**** LISTING

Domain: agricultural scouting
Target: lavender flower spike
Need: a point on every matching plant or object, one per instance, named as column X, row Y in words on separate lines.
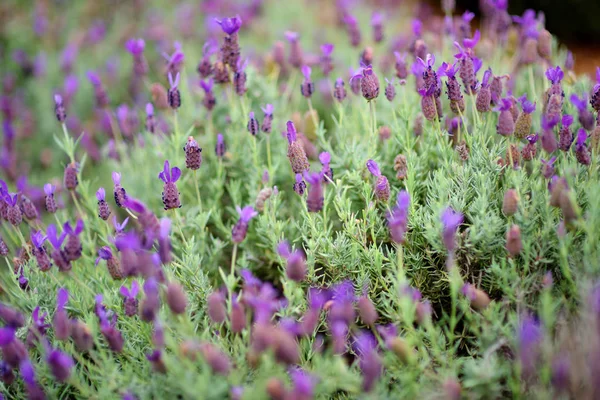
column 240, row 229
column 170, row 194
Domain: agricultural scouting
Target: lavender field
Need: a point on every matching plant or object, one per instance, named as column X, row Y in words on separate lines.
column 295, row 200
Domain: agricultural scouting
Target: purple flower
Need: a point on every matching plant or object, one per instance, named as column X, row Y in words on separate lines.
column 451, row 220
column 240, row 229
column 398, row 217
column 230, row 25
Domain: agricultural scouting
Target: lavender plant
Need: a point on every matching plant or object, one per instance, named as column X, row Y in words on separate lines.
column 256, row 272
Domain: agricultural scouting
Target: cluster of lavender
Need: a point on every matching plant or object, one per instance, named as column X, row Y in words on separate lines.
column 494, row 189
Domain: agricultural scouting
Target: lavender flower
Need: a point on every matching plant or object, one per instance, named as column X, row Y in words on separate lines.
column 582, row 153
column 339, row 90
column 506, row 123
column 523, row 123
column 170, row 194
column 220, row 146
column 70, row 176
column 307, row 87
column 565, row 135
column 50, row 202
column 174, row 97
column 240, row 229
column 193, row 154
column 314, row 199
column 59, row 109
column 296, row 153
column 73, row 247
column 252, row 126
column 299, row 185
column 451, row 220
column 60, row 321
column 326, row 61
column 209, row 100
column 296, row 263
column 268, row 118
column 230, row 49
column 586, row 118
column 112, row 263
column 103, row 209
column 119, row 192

********

→ EXERCISE AIM
Reproduce the rows above verbatim from the very first line through the line containing "column 295, row 200", including both ends. Leave the pictures out of the copy.

→ WRITTEN RESPONSE
Domain: agricultural scouting
Target: lavender flower spike
Need: a point on every matching plant or object, one per instance, named as column X, row Y in words on separate lines.
column 240, row 229
column 170, row 194
Domain: agricultural scouting
Target: lavender field
Need: a point on every matching plant or object, one per instance, named as column X, row Y in words on separate lines.
column 295, row 200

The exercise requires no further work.